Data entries

------------------------------------------------

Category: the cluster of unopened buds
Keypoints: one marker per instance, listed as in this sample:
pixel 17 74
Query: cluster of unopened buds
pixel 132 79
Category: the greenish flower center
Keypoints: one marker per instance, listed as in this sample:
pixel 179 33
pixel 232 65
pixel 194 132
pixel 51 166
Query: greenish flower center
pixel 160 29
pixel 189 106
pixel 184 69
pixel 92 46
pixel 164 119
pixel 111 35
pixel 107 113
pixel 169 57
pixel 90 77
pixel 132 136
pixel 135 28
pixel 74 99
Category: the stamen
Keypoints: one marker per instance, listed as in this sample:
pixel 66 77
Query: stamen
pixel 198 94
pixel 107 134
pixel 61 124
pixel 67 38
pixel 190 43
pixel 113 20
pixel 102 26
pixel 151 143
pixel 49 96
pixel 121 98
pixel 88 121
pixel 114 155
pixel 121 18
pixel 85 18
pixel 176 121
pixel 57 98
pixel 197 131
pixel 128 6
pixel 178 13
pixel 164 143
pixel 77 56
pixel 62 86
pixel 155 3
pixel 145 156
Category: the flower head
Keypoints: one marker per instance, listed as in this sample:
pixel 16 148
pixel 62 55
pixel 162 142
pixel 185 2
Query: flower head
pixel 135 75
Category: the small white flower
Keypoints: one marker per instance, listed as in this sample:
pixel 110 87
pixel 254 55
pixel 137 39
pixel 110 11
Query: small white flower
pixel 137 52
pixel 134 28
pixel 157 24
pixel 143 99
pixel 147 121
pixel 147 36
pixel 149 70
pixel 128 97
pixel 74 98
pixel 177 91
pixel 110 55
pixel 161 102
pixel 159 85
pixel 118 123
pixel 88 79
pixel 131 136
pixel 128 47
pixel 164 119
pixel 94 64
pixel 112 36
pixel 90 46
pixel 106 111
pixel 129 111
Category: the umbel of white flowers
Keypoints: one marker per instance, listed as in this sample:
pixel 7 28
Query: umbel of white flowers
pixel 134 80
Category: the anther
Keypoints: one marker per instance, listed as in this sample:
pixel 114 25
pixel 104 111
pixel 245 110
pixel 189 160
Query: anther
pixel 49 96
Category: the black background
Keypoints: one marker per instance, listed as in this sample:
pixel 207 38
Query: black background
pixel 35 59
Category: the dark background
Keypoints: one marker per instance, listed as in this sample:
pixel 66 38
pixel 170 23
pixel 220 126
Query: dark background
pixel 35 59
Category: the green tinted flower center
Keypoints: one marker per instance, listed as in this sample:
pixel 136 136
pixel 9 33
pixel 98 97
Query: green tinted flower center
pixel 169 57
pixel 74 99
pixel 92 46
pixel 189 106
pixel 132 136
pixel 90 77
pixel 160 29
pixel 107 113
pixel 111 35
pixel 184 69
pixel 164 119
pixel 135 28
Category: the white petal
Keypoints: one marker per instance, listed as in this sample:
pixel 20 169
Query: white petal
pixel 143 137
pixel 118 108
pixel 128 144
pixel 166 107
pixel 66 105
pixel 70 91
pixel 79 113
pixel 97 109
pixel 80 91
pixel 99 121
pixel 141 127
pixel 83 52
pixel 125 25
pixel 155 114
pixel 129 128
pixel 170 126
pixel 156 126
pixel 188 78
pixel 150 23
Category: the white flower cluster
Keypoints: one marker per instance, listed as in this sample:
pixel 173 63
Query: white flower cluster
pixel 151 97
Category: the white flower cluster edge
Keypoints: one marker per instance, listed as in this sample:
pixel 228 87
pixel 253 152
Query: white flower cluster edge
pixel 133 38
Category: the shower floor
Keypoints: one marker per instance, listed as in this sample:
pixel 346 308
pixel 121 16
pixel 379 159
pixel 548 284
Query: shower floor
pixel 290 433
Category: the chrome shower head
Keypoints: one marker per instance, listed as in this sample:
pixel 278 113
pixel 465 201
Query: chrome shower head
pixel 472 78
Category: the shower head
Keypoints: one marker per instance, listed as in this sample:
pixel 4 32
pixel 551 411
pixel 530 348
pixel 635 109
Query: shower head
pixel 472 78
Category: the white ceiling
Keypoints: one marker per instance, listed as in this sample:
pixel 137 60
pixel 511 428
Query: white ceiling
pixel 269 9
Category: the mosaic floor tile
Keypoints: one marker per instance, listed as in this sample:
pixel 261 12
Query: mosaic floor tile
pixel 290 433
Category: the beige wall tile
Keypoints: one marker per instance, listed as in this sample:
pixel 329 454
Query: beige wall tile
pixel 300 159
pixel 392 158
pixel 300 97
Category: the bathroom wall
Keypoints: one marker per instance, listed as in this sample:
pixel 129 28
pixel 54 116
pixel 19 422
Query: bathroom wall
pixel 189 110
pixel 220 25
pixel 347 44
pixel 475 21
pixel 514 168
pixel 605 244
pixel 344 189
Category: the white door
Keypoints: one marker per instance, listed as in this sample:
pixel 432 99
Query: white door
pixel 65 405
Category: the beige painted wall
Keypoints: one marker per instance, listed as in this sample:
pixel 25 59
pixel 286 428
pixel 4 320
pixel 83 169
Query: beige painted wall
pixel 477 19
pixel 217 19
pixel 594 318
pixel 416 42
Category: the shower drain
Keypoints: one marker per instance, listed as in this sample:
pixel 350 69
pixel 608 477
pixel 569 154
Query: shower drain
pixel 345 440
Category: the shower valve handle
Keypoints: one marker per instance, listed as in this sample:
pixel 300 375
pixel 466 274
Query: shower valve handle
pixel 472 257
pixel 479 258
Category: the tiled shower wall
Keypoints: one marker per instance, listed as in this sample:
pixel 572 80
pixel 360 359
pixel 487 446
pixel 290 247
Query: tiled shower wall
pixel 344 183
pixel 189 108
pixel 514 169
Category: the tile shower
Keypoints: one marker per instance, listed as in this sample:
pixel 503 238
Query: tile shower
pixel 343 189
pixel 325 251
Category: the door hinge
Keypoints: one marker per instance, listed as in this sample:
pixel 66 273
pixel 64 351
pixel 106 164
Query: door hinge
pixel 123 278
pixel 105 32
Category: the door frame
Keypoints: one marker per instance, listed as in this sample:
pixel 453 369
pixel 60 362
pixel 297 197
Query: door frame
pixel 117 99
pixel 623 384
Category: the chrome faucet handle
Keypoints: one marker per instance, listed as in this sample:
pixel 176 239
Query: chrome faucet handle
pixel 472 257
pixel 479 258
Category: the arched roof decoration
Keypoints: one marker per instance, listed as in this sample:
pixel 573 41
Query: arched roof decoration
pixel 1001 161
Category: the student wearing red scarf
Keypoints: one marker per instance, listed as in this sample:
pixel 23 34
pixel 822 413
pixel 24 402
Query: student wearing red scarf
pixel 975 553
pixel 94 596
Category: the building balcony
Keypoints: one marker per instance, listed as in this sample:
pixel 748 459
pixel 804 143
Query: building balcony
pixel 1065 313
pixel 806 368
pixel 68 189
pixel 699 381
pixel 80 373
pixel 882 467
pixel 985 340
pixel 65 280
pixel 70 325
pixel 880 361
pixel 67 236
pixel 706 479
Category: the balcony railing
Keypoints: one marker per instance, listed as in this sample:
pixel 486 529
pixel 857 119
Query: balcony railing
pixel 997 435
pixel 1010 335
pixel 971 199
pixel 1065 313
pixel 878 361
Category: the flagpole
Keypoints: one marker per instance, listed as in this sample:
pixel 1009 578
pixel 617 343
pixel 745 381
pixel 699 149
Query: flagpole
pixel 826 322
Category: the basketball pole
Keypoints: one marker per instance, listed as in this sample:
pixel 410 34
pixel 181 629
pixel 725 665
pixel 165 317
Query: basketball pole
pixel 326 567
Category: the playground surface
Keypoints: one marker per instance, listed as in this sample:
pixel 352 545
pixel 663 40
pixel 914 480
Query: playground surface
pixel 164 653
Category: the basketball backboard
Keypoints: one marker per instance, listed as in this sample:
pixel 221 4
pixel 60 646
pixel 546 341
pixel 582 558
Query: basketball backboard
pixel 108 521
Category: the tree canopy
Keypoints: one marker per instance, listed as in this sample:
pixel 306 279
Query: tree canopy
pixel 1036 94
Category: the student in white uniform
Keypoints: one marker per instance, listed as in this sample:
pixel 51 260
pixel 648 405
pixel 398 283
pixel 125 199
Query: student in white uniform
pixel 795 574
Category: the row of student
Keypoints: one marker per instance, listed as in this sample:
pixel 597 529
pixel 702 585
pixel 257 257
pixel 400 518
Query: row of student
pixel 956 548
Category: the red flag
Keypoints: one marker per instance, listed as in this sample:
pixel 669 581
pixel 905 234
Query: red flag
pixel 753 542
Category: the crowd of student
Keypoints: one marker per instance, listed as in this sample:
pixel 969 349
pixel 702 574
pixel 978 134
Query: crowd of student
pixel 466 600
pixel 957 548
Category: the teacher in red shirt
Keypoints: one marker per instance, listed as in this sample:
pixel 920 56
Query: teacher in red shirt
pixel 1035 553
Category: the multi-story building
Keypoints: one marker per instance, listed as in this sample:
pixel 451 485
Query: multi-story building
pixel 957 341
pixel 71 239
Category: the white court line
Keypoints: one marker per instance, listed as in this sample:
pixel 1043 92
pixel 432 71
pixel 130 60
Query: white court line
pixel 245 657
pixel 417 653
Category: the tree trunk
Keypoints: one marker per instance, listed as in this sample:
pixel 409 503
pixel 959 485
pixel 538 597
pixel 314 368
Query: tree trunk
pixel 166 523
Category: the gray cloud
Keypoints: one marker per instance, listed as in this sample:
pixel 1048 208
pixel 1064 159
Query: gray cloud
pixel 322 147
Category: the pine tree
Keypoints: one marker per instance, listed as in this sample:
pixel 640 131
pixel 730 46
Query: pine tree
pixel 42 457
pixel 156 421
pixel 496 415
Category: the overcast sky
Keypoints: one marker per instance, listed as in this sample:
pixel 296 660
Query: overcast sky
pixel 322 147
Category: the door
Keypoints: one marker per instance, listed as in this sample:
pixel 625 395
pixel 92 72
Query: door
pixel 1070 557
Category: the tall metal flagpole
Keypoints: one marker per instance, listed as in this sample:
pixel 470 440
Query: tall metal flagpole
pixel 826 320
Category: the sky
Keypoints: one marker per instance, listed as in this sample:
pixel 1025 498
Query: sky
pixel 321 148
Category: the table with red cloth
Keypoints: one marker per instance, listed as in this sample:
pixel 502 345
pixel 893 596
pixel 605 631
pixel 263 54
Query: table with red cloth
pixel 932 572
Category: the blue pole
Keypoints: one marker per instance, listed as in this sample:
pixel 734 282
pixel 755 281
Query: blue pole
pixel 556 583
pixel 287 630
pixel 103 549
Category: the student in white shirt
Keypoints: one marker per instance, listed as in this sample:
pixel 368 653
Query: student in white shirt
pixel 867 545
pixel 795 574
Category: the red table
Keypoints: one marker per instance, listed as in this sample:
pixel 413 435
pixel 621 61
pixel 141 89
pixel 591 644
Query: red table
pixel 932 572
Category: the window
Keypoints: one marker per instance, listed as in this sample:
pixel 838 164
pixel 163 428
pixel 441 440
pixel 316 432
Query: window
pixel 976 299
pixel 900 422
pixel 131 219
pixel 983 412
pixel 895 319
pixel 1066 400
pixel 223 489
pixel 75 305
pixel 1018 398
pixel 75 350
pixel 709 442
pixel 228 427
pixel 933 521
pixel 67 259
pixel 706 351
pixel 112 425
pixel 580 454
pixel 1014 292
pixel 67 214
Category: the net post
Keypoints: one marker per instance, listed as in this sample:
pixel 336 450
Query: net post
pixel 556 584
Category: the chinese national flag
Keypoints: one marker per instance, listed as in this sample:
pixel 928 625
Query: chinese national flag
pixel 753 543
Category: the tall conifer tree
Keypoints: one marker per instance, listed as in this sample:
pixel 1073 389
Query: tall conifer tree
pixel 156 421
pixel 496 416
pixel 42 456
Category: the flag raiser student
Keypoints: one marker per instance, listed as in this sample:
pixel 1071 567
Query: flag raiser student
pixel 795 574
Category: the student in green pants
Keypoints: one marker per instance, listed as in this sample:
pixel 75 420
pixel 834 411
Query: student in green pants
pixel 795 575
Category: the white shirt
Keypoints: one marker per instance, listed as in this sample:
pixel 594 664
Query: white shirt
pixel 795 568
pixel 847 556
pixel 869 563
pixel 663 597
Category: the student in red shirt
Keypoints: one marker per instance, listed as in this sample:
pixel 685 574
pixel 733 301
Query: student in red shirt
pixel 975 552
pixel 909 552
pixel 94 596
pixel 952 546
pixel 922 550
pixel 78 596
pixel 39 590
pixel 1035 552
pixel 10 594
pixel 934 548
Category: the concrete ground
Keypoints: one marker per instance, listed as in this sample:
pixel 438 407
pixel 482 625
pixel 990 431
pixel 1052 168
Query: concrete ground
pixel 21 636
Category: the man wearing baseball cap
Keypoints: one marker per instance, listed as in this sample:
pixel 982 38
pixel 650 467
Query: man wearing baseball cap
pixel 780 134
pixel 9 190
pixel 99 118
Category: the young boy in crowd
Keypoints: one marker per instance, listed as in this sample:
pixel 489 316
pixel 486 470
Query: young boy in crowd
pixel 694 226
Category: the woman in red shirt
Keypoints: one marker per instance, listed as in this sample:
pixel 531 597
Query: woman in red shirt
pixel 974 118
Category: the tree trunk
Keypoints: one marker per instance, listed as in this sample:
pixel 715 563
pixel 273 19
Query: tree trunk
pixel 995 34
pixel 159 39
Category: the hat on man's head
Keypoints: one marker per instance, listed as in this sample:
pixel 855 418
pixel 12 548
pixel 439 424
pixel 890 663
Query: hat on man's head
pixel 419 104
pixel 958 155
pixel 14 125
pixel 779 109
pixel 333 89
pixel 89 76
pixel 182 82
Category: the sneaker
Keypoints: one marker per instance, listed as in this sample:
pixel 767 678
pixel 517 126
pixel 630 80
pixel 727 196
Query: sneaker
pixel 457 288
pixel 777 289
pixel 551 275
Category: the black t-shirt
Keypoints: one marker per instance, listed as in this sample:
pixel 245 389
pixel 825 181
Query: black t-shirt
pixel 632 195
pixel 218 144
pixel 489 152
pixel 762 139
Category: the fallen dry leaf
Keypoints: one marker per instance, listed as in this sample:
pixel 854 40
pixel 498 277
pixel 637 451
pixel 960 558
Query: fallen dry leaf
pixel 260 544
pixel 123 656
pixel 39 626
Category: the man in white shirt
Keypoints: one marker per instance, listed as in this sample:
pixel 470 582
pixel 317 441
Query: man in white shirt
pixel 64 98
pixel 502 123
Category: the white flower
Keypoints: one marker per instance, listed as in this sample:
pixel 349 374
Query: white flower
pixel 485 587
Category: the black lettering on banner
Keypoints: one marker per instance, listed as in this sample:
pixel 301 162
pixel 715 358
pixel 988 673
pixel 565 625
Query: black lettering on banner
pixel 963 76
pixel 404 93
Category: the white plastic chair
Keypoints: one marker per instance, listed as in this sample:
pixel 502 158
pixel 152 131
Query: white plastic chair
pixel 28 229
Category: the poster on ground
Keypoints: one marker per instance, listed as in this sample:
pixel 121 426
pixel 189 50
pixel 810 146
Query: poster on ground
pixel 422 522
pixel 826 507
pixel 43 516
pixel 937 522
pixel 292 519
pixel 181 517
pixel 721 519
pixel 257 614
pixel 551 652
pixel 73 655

------------------------------------------------

Work instructions: Would you print, exactly as written, every line above from the one holding "Category: the blue pole" through the one holding "Category: the flag raiser student", with both included and no other lines?

Your response:
Category: the blue pole
Keypoints: one marker per instance, listed as in this sample:
pixel 734 282
pixel 755 281
Query: blue pole
pixel 556 583
pixel 287 630
pixel 103 549
Category: the student in white shirt
Keypoints: one marker per instance, listed as in this sample:
pixel 368 653
Query: student in white shirt
pixel 867 545
pixel 795 574
Category: the red table
Keypoints: one marker per instance, listed as in this sample:
pixel 413 435
pixel 621 61
pixel 141 89
pixel 591 644
Query: red table
pixel 932 572
Category: the window
Keypoints: one marker per instance, listed as in this sample:
pixel 838 164
pixel 163 428
pixel 441 440
pixel 316 432
Query: window
pixel 976 299
pixel 900 422
pixel 131 219
pixel 983 412
pixel 895 319
pixel 1066 400
pixel 223 489
pixel 75 305
pixel 1018 398
pixel 75 350
pixel 709 442
pixel 228 427
pixel 933 521
pixel 67 259
pixel 706 351
pixel 112 425
pixel 580 454
pixel 1014 292
pixel 67 214
Category: the net post
Keypoints: one marker per instance, listed as in this sample:
pixel 336 450
Query: net post
pixel 556 584
Category: the chinese national flag
Keypoints: one marker per instance, listed as in this sample:
pixel 928 625
Query: chinese national flag
pixel 753 543
Category: the tall conifer tree
Keypoints: one marker per instance, listed as in this sample:
pixel 1073 389
Query: tall conifer tree
pixel 156 421
pixel 496 416
pixel 42 456
Category: the flag raiser student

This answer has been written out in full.